**TASK TO CARRY OUT**
Copy everything from the line with "Each instance of the bridle" down to the end of the items, swapping "receives one point" for "gets one point" and changing nothing else.

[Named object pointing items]
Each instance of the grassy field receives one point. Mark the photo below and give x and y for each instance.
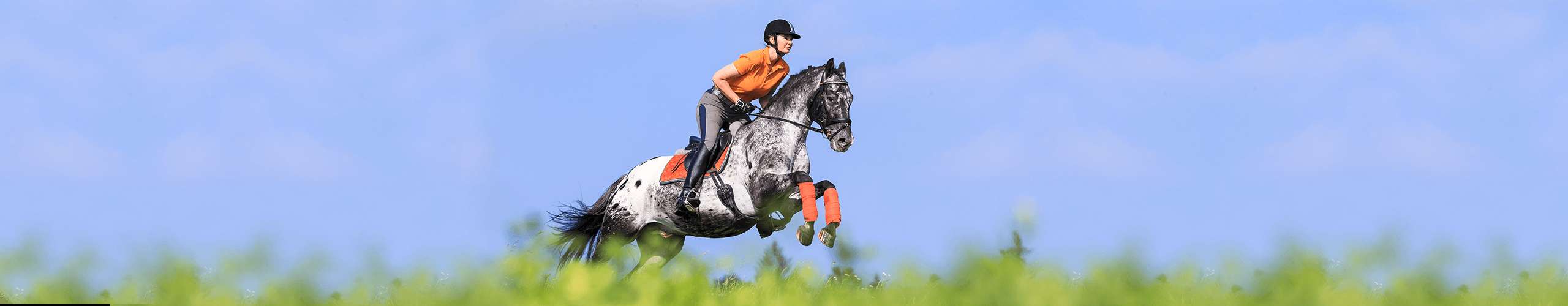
(1001, 277)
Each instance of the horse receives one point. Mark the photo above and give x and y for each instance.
(767, 173)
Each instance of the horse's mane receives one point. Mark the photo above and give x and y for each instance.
(794, 85)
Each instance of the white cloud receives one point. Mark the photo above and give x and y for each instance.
(298, 156)
(1424, 148)
(1095, 153)
(993, 153)
(1099, 153)
(1316, 149)
(65, 154)
(192, 156)
(452, 135)
(1388, 146)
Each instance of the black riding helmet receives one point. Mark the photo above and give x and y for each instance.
(780, 27)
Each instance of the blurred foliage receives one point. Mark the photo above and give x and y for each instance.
(529, 275)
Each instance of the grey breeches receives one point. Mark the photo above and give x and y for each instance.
(714, 113)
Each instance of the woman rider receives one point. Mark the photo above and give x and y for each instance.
(752, 77)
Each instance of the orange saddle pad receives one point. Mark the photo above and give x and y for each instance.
(675, 170)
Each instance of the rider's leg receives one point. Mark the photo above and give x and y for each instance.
(710, 117)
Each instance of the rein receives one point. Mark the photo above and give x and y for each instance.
(825, 123)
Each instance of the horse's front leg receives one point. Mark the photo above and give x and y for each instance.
(656, 247)
(808, 201)
(830, 201)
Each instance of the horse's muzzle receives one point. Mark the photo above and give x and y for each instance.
(843, 140)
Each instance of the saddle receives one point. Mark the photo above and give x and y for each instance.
(676, 170)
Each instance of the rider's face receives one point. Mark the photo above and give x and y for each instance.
(785, 43)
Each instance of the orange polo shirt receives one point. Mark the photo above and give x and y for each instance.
(756, 76)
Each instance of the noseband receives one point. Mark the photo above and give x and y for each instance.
(813, 110)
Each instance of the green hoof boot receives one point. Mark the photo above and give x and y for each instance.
(828, 234)
(804, 234)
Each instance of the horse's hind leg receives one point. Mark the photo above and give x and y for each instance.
(657, 247)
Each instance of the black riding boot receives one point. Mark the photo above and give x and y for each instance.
(695, 168)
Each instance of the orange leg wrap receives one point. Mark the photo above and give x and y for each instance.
(830, 200)
(808, 201)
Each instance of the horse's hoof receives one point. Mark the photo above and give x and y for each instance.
(828, 234)
(804, 234)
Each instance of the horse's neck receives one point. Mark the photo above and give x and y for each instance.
(772, 135)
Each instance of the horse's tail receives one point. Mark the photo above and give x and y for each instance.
(579, 226)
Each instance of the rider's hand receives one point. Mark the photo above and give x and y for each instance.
(742, 107)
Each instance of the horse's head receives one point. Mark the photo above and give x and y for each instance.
(830, 107)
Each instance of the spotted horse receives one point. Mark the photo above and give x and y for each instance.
(764, 179)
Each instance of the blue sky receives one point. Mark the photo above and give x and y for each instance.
(422, 131)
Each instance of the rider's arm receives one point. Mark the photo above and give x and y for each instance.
(722, 81)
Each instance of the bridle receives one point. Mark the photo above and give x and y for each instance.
(813, 110)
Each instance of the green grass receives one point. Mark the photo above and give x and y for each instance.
(529, 277)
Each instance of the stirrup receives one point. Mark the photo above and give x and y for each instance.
(687, 201)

**THE OUTPUT**
Each instance of the bridle gets one point. Mark the photo above and give x and y for each instance.
(813, 110)
Each instance of the green grass gets one point. Mark the photo above and give x and y for each instance.
(529, 277)
Each instance of the stirrup gets one point. Mark the photo above and give x and y for each instance.
(687, 201)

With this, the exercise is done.